**Document extract:**
________________________________________
It seems a pair of Cal State Bakersfield graduate students had the right idea for Saturday's Color Me Rad 5K.

You start out wearing pure white, right?

So Robin Richardson, 24, decided to be a bride, because, as she pointed out, "White dresses are typically for a wedding." Although she acknowledged her flowing dress and veil were a "little dated," the price was right: $12 at Salvation Army.

And by the end of the race at the Kern County Fairgrounds, she and her "groom" for the day, Leila Miss, 23, were splattered with a rainbow of colors from what participants dub "color bombs."

No more white dress, no more crisp white wedding shirt.

That's the idea, folks. Bakersfield's second Color Me Rad 5K is, well, all about being just a tad bit radical -- for fun, for fitness and for a good cause.

More than 5,000 people indulged, Color Me Rad volunteer coordinator Kristine Peterson said, and a portion of funds brought in go to a local charity partner.

In this case, Cal State Bakersfield benefits. Emily Poole, the university's assistant director of campus programs, said some money will go to put on a dance marathon, an event during which money is raised to then go to Children's Miracle Network at Bakersfield Memorial Hospital. Other money will bolster student initiatives.

Waves of people lined up at the starting line to dash around the fairgrounds and get splattered with cornstarch -- the blue, green, pink, purple and yellow kind.

Monica Hupp, 34, brought her four children to race as part of a three-family group. The Hupp, Holloway and Martinez families became "Team Huppowaytinez," with T-shirts that said so.

"I did it last year and it was so fun," Monica Hupp said. This year she brought the kids.

Twins Anthony and Jude Hupp, 4, along with sister Mary, 3, entered the fairgrounds in a stroller built for three. Monica Hupp wasn't too worried about it being blasted with color, as she does not expect to get much more use out of it. She figured the kids would be pushed for part of the race, and walk on their own, too.
________________________________________
**Records provided:**

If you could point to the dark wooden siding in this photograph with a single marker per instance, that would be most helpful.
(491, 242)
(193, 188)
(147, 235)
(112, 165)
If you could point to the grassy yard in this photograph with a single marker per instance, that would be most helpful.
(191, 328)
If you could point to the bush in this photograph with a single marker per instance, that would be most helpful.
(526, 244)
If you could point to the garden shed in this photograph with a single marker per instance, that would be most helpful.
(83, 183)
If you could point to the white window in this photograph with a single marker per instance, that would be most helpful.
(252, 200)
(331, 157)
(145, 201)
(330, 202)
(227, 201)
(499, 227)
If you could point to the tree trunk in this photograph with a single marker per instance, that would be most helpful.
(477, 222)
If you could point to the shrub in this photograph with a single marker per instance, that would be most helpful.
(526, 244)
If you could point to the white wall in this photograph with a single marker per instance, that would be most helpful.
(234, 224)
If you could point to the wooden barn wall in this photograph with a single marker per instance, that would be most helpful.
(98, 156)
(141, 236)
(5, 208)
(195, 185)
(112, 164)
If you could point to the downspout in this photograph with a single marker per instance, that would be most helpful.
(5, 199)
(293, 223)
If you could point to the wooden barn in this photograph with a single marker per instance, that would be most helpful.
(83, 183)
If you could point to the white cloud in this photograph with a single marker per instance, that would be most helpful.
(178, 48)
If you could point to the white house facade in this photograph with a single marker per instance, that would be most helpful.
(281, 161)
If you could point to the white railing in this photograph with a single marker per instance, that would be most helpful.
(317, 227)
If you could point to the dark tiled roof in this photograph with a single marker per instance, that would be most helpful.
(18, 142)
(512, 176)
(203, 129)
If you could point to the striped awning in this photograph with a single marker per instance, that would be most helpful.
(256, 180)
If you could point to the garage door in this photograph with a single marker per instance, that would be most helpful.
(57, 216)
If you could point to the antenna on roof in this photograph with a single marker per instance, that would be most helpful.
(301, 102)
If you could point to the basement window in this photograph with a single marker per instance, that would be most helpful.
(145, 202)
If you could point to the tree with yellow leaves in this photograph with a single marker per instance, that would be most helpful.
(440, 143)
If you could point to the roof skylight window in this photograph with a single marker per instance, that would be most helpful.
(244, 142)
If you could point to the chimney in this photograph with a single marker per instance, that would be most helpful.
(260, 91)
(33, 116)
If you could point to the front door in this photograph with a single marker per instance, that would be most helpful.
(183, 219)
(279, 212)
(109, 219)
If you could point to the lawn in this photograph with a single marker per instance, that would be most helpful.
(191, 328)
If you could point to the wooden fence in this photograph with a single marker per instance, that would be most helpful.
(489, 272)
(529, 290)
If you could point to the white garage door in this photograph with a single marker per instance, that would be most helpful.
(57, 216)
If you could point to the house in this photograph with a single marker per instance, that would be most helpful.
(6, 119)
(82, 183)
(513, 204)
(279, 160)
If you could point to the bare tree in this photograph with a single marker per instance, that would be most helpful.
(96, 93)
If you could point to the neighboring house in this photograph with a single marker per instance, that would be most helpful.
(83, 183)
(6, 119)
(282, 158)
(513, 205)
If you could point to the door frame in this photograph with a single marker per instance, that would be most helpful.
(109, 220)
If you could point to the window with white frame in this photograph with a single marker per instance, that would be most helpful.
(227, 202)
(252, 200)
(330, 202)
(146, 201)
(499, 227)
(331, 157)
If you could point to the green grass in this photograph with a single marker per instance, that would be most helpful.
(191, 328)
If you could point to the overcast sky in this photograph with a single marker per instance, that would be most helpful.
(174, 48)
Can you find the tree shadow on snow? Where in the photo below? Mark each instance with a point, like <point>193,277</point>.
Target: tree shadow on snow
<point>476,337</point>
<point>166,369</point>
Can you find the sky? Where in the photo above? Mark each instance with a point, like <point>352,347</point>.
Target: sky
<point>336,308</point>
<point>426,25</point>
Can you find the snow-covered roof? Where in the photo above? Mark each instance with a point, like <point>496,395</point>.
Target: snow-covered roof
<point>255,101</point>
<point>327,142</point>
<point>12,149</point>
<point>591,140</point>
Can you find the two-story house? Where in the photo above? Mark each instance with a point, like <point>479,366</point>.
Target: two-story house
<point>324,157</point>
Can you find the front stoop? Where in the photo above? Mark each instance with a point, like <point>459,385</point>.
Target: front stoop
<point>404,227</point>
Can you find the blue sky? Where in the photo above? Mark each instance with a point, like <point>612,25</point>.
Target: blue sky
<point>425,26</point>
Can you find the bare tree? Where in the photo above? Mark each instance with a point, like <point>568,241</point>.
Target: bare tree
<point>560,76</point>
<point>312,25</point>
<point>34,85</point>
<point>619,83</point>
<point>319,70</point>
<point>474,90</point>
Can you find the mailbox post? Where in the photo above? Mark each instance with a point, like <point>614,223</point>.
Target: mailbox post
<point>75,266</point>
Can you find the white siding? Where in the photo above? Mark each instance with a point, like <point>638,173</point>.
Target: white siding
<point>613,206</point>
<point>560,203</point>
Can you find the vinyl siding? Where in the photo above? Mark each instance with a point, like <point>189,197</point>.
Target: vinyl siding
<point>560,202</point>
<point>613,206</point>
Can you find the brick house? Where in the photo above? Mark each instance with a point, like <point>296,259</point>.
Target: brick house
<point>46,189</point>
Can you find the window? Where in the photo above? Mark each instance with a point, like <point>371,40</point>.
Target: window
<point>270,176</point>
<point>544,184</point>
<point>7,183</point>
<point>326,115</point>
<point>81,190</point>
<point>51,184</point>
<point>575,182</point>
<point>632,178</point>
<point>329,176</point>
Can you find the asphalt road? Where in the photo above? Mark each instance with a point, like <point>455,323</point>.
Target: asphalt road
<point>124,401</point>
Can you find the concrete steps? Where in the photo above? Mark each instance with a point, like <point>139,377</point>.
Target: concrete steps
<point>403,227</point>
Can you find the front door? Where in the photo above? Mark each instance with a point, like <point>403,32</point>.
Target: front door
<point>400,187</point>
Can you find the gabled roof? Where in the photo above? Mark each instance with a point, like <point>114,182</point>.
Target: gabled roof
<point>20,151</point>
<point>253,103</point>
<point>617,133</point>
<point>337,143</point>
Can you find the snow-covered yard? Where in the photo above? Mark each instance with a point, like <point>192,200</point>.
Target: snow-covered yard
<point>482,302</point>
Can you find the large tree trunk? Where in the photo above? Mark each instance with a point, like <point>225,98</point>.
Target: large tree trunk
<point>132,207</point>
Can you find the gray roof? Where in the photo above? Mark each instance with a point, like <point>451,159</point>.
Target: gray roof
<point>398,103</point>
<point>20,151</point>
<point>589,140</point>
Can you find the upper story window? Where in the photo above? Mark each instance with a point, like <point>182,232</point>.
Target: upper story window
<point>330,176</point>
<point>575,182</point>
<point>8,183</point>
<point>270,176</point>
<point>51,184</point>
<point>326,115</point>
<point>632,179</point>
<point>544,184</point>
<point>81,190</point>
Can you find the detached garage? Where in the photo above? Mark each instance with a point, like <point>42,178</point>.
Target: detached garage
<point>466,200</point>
________________________________________
**Required actions:**
- A) List every color of cornstarch named in the article about the Color Me Rad 5K.
- B) Based on the article about the Color Me Rad 5K, say whether each statement agrees with it: (i) Robin Richardson paid $12 for her dress at Salvation Army. (ii) This was the first Color Me Rad 5K held in Bakersfield. (iii) Cal State Bakersfield benefits from the event. Quote the deciding words for each answer.
The items play no part in this work.

**Answers to the problems:**
- A) Blue, green, pink, purple, yellow

- B)
(i) Yes: "$12 at Salvation Army."
(ii) No: "Bakersfield's second Color Me Rad 5K"
(iii) Yes: "In this case, Cal State Bakersfield benefits."